TEXT EXTRACT >>
——
To me the fine crumb speckled with very large bubbles tells me the dough is under-proofed and more than likely needs some stretch and folding going on during the rising to maintain its shape.
Mini
Along with the first 3 hours that you took note of, there isn't any handling of the dough during the bulk ferment.
After that, I just stretched and folded after the bulk ferment for a bench rest of 10 minutes. Final shaping was as follows:
Establish the squarish shape of the dough, pull the 4 corners into the center, and do this again with the newly made corners of a kind of "diamond/still squareish shape," and kind of pull all of it toward myself/turn it about 8 times to make a ball.
From what I'm understanding about your post, my dough needs a longer bulk ferment and more attention paid to it during that bulk ferment, correct?
And, I might be misinterpreting this, but did you say that I should manipulate the dough during the final rise, as in when it's proofing to go into the oven?
-ThatBreadJ
It can be that the whole fermenting time stays the same but the number of times you handle the dough increases.
I find that as a sourdough ferments it looses it shape ever more quickly. The further into fermentation the more often the folding sessions occur. it is easy to observe the dough rising and spreading when on a flat surface. (covered with a bowl) If you find the dough rising and loosing shape every 45 min, it's about time to give it that final fold and shape and have it into the banneton and oven before you are shaping every 30 minutes. The final rise will be shorter than the last pause between folds or about that long.
Just try shifting the folds to the latter half of the total fermentation time and see what it does for you. Try to keep the last rise shorter than 45 minutes (naturally it depends on what the dough is doing, but) if you find the final rise going over an hour, perhaps the final shaping was too early.
——
RECORDED DATA >>

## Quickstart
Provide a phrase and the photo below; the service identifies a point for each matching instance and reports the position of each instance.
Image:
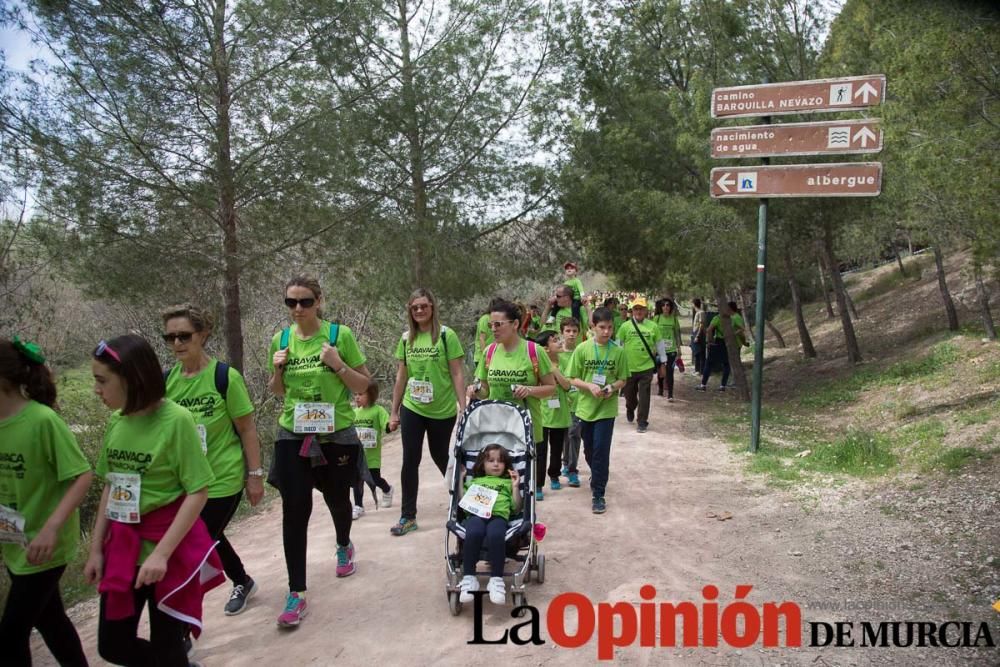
——
CHALLENGE >> Reproduce the entire sourdough fermentation discussion above word for word, keeping every line intact.

REPLY TO THE TASK >>
To me the fine crumb speckled with very large bubbles tells me the dough is under-proofed and more than likely needs some stretch and folding going on during the rising to maintain its shape.
Mini
Along with the first 3 hours that you took note of, there isn't any handling of the dough during the bulk ferment.
After that, I just stretched and folded after the bulk ferment for a bench rest of 10 minutes. Final shaping was as follows:
Establish the squarish shape of the dough, pull the 4 corners into the center, and do this again with the newly made corners of a kind of "diamond/still squareish shape," and kind of pull all of it toward myself/turn it about 8 times to make a ball.
From what I'm understanding about your post, my dough needs a longer bulk ferment and more attention paid to it during that bulk ferment, correct?
And, I might be misinterpreting this, but did you say that I should manipulate the dough during the final rise, as in when it's proofing to go into the oven?
-ThatBreadJ
It can be that the whole fermenting time stays the same but the number of times you handle the dough increases.
I find that as a sourdough ferments it looses it shape ever more quickly. The further into fermentation the more often the folding sessions occur. it is easy to observe the dough rising and spreading when on a flat surface. (covered with a bowl) If you find the dough rising and loosing shape every 45 min, it's about time to give it that final fold and shape and have it into the banneton and oven before you are shaping every 30 minutes. The final rise will be shorter than the last pause between folds or about that long.
Just try shifting the folds to the latter half of the total fermentation time and see what it does for you. Try to keep the last rise shorter than 45 minutes (naturally it depends on what the dough is doing, but) if you find the final rise going over an hour, perhaps the final shaping was too early.